-- start RECORDS TO PROCESS --

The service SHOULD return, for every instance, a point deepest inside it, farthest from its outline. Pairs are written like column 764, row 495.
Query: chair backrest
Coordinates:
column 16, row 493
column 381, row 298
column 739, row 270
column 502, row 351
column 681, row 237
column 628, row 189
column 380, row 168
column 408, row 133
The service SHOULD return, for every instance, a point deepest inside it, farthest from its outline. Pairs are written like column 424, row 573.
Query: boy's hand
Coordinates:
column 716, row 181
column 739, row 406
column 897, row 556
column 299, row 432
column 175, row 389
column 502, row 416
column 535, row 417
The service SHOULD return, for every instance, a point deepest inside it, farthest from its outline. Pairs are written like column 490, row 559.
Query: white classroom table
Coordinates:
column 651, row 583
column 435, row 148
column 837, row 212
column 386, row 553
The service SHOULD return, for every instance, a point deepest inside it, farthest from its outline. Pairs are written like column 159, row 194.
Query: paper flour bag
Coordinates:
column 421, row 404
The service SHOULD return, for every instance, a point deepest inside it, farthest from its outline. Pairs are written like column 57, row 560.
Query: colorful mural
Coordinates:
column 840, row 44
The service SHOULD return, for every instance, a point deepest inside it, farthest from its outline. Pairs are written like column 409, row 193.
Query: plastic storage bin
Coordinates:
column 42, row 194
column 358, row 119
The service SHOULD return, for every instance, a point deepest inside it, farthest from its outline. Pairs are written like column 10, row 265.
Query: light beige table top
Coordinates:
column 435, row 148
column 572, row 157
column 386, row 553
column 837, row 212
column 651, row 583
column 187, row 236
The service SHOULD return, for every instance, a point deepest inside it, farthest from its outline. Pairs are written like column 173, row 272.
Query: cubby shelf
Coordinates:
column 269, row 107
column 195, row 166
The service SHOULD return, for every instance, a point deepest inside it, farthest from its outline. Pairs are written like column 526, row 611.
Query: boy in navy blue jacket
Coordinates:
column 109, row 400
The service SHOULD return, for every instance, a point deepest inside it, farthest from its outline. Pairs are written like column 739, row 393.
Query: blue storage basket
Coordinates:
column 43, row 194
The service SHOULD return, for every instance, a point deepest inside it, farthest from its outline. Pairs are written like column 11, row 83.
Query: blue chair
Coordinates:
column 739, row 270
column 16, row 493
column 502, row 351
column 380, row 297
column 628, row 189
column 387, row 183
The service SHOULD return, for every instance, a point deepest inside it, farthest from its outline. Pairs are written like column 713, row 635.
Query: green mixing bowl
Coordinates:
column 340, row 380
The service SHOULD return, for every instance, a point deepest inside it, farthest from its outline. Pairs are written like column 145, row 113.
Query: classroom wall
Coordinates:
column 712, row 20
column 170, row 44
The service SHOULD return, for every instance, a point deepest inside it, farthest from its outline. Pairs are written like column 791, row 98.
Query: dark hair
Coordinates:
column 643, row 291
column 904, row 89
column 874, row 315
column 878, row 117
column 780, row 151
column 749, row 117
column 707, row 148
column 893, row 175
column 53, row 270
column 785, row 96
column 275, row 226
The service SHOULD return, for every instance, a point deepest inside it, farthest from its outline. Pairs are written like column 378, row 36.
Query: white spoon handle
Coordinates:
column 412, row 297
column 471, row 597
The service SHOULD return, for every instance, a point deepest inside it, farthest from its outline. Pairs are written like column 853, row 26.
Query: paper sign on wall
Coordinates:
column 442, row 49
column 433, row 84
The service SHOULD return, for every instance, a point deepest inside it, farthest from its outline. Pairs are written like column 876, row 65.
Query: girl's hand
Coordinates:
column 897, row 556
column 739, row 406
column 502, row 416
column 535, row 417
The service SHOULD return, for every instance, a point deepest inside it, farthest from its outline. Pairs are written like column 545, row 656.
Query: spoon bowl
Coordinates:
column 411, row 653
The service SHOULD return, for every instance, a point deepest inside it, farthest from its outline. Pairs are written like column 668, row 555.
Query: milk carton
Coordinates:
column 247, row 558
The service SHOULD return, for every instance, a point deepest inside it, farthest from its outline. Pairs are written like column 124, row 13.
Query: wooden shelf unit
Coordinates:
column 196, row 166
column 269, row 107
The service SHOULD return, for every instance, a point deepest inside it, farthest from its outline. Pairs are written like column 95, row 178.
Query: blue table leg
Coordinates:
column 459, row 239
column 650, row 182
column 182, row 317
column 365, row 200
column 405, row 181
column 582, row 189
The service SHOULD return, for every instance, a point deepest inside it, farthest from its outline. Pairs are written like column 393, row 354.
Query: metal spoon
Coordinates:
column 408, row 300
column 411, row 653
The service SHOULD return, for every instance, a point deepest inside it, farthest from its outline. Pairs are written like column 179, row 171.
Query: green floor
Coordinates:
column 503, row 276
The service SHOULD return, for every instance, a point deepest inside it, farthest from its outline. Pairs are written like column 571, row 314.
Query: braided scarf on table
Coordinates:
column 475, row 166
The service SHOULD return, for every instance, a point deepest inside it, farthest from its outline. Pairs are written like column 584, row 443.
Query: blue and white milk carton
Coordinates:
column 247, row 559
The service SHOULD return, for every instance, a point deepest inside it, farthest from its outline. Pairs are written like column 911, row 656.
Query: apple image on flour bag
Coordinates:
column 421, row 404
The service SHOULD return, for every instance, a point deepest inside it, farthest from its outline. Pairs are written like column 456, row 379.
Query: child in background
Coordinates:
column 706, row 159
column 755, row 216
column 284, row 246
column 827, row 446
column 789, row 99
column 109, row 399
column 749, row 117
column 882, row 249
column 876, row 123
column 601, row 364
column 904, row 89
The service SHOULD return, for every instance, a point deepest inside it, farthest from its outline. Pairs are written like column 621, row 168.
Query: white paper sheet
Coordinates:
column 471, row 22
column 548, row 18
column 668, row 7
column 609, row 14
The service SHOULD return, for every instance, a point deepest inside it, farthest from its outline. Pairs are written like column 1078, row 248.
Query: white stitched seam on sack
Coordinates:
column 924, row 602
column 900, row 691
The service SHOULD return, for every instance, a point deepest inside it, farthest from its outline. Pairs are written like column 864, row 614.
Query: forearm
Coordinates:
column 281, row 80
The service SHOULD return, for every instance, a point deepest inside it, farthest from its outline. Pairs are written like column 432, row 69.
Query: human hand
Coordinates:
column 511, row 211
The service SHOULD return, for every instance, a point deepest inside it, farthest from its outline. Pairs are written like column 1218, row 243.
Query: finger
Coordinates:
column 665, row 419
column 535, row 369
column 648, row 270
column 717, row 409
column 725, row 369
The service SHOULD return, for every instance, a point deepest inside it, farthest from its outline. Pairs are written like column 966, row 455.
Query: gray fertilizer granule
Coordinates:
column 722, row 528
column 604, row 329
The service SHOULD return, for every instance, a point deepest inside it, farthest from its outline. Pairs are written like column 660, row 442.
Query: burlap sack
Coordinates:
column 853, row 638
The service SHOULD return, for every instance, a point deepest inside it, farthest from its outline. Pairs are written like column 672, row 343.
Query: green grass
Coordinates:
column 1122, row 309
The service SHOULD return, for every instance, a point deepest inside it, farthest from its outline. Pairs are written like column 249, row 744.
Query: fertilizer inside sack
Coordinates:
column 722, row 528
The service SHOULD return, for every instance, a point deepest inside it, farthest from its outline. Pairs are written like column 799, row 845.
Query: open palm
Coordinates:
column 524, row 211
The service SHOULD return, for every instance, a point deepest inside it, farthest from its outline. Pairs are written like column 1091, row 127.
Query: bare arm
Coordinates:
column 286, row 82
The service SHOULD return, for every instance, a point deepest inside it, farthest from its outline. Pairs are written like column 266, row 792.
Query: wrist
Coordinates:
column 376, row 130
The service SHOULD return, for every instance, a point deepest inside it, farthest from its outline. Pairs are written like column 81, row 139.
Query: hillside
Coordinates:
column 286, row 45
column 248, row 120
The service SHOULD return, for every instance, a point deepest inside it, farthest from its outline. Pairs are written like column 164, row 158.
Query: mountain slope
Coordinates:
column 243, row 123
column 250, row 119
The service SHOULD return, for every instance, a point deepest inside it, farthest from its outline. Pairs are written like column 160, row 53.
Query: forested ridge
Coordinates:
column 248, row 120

-- end RECORDS TO PROCESS --

→ WHAT YOU SHOULD DO
Repeat only what runs from the line holding "164, row 158." to the end of the data, keeping every line exactly as written, first and last included.

→ WRITTEN RESPONSE
The service SHOULD return, for every instance, a point deepest inside it, farthest from its outline. Pairs are written like column 164, row 158.
Query: mountain slope
Coordinates:
column 243, row 123
column 250, row 119
The service SHOULD return, for every instance, a point deepest inside it, farthest from its outline. Pairs are written like column 160, row 53.
Query: forested ridge
Coordinates:
column 248, row 120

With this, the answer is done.